Object detection data
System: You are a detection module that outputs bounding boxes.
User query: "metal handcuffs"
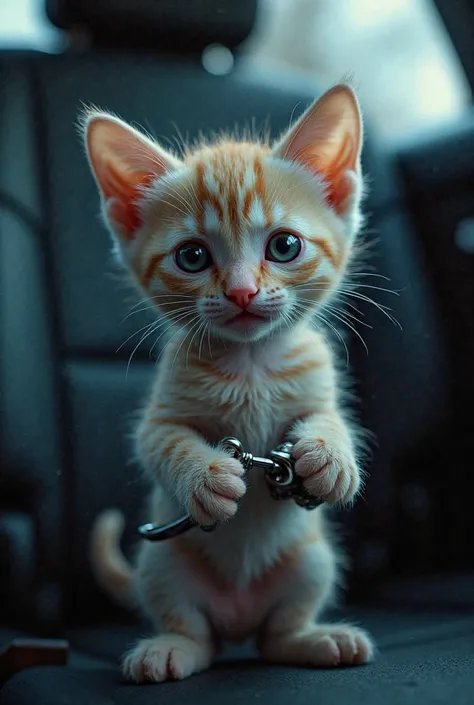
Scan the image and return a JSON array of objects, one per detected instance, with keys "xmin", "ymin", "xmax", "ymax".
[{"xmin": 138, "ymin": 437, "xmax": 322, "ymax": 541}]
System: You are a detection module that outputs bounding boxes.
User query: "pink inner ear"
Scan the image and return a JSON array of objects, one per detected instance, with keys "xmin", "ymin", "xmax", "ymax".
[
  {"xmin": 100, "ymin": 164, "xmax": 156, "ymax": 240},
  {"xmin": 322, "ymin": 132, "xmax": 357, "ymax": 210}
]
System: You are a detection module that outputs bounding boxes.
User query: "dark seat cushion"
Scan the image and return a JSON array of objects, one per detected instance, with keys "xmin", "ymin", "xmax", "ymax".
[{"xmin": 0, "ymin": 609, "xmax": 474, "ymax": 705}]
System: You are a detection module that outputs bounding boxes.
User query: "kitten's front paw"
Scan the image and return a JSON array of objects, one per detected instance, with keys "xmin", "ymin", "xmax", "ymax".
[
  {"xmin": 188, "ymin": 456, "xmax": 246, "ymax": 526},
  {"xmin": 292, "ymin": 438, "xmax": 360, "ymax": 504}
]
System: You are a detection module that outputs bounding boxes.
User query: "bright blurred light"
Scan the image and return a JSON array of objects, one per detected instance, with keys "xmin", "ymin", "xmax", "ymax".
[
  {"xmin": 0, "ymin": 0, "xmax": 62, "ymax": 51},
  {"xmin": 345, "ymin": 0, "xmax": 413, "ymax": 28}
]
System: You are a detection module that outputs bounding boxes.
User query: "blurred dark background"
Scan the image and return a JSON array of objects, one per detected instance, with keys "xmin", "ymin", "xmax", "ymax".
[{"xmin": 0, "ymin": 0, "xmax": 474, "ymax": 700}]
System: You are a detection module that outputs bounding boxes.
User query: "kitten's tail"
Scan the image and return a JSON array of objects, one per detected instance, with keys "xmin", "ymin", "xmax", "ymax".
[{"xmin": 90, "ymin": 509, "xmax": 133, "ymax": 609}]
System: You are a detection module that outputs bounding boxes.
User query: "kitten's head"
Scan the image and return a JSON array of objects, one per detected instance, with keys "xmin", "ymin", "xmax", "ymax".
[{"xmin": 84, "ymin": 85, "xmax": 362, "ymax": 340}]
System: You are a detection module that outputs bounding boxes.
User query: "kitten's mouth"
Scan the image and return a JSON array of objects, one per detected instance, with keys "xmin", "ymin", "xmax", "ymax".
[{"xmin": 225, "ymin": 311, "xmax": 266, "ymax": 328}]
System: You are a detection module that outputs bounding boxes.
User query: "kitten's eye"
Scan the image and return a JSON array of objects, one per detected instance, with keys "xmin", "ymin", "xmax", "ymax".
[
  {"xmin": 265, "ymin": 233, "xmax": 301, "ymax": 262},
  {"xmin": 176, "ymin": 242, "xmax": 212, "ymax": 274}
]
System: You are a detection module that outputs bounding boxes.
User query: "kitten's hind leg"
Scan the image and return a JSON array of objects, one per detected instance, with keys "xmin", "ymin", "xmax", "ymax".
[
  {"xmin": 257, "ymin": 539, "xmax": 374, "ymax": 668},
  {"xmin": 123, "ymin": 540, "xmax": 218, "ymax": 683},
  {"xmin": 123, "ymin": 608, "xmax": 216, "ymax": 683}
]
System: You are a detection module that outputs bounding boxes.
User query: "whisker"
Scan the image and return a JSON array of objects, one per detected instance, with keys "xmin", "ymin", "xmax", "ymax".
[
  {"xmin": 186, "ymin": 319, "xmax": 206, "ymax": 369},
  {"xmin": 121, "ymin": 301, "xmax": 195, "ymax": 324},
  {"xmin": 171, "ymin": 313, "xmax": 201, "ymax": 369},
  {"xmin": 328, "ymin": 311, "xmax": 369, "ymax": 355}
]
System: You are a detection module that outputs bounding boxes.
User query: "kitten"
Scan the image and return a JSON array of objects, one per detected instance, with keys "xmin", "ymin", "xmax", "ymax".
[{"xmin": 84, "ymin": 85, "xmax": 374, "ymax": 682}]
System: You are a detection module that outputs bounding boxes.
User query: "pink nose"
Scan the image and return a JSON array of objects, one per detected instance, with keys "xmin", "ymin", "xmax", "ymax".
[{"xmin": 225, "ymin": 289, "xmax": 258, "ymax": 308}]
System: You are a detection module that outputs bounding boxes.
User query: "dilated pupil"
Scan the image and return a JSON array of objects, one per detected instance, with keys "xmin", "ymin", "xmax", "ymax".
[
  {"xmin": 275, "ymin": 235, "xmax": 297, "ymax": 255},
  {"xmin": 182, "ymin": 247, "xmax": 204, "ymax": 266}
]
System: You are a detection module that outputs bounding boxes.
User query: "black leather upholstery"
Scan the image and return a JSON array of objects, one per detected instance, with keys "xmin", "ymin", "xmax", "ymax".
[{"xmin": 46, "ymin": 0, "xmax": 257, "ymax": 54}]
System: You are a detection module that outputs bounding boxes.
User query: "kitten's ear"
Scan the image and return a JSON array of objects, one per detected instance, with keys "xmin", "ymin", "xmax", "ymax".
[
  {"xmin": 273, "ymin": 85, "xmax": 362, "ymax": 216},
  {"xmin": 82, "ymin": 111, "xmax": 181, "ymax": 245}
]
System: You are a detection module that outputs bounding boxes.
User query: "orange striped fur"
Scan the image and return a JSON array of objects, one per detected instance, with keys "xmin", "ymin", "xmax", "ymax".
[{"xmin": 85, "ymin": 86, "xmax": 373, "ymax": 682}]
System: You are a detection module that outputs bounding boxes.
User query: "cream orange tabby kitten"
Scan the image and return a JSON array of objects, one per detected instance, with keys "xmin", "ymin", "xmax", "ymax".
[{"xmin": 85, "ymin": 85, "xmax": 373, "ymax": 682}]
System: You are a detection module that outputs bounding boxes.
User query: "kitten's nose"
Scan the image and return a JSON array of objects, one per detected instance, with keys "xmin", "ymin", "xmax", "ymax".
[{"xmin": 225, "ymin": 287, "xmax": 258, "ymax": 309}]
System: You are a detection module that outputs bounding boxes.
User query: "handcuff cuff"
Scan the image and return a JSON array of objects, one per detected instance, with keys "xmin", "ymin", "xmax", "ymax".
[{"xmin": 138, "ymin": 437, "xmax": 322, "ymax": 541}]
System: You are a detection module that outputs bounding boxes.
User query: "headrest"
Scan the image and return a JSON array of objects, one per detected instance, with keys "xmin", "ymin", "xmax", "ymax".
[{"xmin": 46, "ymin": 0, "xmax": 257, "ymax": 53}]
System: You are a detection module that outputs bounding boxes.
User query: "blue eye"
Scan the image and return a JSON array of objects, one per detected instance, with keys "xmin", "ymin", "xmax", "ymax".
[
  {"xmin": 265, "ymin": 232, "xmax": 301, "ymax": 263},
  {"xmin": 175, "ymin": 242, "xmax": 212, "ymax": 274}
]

◆ Goal
Pull out every line of the records that contains the word "orange", and copy each one.

◆ Task solution
User query: "orange striped fur"
User query: "cream orange tabby kitten"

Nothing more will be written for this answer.